SOURCE EXCERPT:
= Derek Plumbly =

British diplomat

 Sir Derek Plumbly (born 15 May 1948) is a British diplomat who has served throughout the Arab world. From 2012 to 2015, he served as the UN Special Coordinator for Lebanon.

==Early life==
Plumbly was born in the New Forest in Hampshire. He attended Brockenhurst Grammar School. He studied politics, philosophy and economics at Magdalen College, Oxford. After graduating, Plumbly signed up for Voluntary Service Overseas and taught for a year and a half in Sukkur in Pakistan's Sindh province.

He joined the Foreign and Commonwealth Office in 1972 and subsequently studied Arabic, first at the Middle East Centre for Arab Studies in Shemlan, Lebanon, where he lived with a local family for a year, and then at the University of Jordan.

==Career==
Plumbly served in a variety of postings around the Middle East and elsewhere, including aa Ambassador to the Kingdom of Saudi Arabia and Ambassador to the Arab Republic of Egypt.

From February 2008 until the independence of South Sudan in July 2011 he headed the Assessment and Evaluation Commission which was charged with monitoring the implementation of the Comprehensive Peace Agreement in Sudan.

In 2011, he was appointed as the United Nations Special Coordinator for Lebanon (UNSCOL); he served in this position from 2012 to 2015.

Since 2015 he has chaired the Arab British Centre, standing down in 2023, and been a visiting professor at King’s College London. He is a Trustee of the British University in Egypt.

EXERCISE TASK A:
Answer these from the Derek Plumbly biography:
(i) Where was Plumbly born?
(ii) In which town did he teach while with Voluntary Service Overseas?
(iii) Which organization did he chair starting in 2015?
EXERCISE TASK B:
Continue the Derek Plumbly biography past its final sentence.
The listing plays no part in this work.

GIVEN DATA:
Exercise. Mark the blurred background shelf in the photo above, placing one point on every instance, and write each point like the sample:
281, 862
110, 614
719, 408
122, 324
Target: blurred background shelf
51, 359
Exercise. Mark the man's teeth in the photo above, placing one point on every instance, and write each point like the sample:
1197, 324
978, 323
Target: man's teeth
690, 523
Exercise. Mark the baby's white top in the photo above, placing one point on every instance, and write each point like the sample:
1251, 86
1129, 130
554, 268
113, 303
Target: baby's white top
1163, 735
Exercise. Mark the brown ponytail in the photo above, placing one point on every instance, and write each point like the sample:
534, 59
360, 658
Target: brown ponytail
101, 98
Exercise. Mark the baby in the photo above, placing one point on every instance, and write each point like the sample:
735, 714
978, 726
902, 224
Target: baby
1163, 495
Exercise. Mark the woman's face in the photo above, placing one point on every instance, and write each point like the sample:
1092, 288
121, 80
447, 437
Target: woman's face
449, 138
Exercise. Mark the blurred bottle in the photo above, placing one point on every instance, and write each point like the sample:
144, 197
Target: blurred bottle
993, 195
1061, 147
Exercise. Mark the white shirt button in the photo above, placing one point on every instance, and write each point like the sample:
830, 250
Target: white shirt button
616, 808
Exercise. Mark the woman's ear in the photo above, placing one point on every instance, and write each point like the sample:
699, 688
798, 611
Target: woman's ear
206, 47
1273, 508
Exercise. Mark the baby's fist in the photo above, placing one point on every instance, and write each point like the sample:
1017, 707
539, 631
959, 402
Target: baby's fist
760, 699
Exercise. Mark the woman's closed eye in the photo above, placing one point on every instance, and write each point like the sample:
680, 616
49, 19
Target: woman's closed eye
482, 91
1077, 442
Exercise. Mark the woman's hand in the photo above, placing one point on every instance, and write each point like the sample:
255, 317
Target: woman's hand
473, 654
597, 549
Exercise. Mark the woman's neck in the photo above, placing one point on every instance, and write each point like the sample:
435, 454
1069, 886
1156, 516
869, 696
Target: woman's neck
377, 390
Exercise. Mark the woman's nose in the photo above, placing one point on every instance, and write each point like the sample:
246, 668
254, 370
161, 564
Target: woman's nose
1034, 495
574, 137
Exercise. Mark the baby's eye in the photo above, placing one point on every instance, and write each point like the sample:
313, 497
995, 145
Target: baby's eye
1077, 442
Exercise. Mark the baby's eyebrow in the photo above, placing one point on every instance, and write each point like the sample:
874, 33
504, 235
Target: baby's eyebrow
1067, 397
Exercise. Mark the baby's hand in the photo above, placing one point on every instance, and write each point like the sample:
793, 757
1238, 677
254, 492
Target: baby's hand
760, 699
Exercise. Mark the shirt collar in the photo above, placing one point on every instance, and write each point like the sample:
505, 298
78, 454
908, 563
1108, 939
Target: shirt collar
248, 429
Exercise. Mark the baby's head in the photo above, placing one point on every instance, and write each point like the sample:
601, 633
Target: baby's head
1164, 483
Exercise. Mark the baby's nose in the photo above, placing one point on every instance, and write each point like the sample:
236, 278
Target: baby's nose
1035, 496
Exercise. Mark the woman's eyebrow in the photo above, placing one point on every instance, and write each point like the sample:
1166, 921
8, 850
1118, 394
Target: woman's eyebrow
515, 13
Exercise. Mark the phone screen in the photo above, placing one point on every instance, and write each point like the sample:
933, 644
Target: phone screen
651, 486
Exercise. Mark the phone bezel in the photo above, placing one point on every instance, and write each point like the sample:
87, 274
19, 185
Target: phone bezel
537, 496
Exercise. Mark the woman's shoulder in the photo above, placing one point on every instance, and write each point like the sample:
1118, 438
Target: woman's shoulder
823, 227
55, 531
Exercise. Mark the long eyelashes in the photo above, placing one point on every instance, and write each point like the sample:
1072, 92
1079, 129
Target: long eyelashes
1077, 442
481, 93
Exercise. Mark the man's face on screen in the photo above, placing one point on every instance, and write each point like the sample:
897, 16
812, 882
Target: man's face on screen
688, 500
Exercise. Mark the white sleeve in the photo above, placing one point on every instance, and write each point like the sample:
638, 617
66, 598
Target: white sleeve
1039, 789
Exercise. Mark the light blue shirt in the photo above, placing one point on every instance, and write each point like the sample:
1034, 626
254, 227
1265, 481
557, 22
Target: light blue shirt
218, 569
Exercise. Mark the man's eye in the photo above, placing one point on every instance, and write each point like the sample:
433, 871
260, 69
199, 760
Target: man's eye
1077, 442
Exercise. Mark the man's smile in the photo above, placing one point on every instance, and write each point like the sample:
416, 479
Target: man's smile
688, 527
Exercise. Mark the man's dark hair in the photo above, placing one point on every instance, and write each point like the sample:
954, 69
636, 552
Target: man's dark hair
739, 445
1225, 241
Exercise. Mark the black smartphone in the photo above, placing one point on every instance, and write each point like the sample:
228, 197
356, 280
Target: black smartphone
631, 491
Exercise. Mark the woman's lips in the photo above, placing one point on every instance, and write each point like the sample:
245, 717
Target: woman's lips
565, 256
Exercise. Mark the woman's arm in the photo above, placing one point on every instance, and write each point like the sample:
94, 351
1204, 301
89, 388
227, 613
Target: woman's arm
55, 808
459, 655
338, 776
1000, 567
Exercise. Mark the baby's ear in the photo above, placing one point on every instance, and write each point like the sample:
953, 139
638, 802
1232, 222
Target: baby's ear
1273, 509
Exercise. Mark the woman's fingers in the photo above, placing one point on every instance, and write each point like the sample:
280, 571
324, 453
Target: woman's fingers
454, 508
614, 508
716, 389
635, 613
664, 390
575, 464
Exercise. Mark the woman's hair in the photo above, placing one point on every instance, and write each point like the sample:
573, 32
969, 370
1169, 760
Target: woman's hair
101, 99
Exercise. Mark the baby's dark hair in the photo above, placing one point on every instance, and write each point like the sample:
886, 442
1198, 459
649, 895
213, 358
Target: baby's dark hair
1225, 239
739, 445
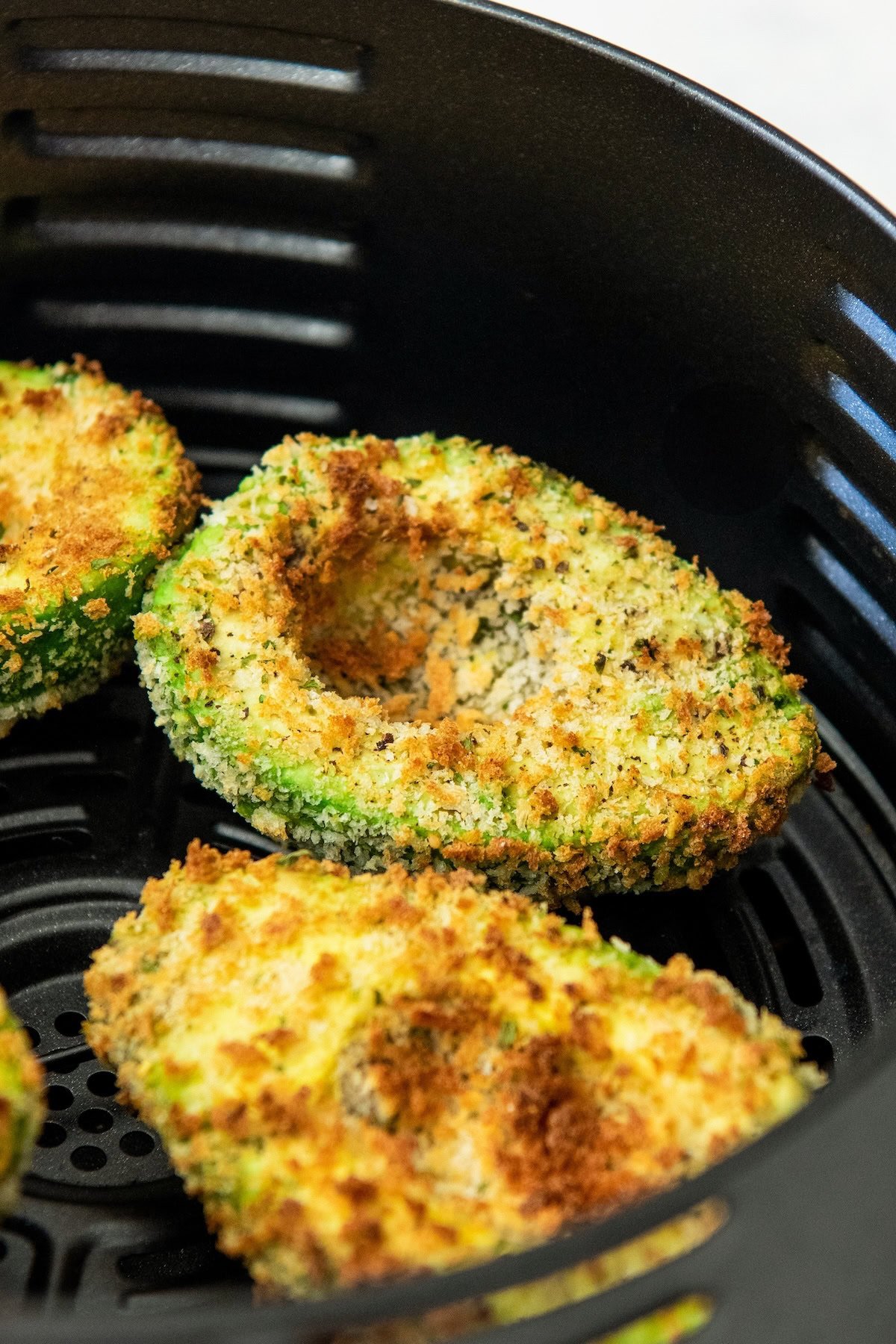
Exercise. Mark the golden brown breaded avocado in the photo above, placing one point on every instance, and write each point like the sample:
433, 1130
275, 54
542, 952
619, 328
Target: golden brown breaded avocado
435, 652
379, 1074
94, 490
22, 1107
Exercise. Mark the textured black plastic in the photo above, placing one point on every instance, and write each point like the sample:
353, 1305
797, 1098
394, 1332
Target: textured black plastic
405, 214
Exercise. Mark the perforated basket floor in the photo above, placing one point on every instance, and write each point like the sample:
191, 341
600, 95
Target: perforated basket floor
92, 801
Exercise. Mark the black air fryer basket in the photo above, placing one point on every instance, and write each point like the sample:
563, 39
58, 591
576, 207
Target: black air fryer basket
433, 214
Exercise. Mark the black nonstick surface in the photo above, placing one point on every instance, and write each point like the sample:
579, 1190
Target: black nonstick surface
410, 214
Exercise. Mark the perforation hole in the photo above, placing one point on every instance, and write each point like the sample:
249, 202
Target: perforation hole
797, 969
60, 1097
87, 1159
96, 1120
52, 1135
69, 1023
821, 1053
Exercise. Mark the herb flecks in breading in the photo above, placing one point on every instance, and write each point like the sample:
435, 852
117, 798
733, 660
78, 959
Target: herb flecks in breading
331, 1066
94, 490
438, 652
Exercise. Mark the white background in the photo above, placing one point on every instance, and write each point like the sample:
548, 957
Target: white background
822, 70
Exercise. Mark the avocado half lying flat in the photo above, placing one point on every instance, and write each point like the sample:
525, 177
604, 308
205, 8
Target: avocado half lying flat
94, 488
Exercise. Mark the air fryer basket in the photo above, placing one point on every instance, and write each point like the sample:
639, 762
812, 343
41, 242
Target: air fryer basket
433, 214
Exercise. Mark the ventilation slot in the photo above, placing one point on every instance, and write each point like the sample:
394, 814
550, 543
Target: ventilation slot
195, 152
788, 942
228, 240
862, 414
207, 52
193, 319
195, 63
297, 410
853, 593
42, 833
849, 499
867, 322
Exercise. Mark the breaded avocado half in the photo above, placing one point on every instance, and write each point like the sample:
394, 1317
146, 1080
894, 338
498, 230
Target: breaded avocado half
375, 1075
435, 652
22, 1108
675, 1322
94, 488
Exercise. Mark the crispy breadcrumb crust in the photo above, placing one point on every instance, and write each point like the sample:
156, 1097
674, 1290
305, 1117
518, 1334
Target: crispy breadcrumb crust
435, 652
94, 490
22, 1108
383, 1074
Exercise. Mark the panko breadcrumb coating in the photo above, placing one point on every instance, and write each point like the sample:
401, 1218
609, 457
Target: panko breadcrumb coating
382, 1074
435, 652
94, 488
22, 1107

WRITTEN REPLY A:
(i) In the New Forest in Hampshire.
(ii) Sukkur, in Pakistan's Sindh province.
(iii) The Arab British Centre.

WRITTEN REPLY B:
==Timeline of career==
- United Nations Special Coordinator for Lebanon (2012-2015) https://unscol.unmissions.org/
- Chairman of the Assessment and Evaluation Commission (2008–2011) Assessment and Evaluation Commission
- Ambassador to Egypt (2003–2007)
- Ambassador to Saudi Arabia (2000–2003)
- FCO Director for the Middle East and North Africa (1997-2000)
- UK International Drugs Coordinator, FCO Director, Drugs and International Crime (1996-1997)
- Head of Chancery, UK Mission to the UN, New York (1992-1996)
- Deputy Head of Mission, Riyadh (1988-1992)
- First Secretary, Washington (1984-1988)
- FCO desk officer, Cyprus, then Saudi Arabia (1980-1984)
- First Secretary, Cairo (1977–1980)
- Second Secretary, Jeddah (1975–1977)

==Honours and awards==
Plumbly was appointed a Companion of the Order of St Michael and St George (CMG) in the Gulf War Honours List in 1991 and Knight Commander (KCMG) in 2000

He was awarded an honorary doctorate by Loughborough University in 2008.

==Personal==
He married Nadia Youssef Gohar in 1979. They have a daughter and two sons.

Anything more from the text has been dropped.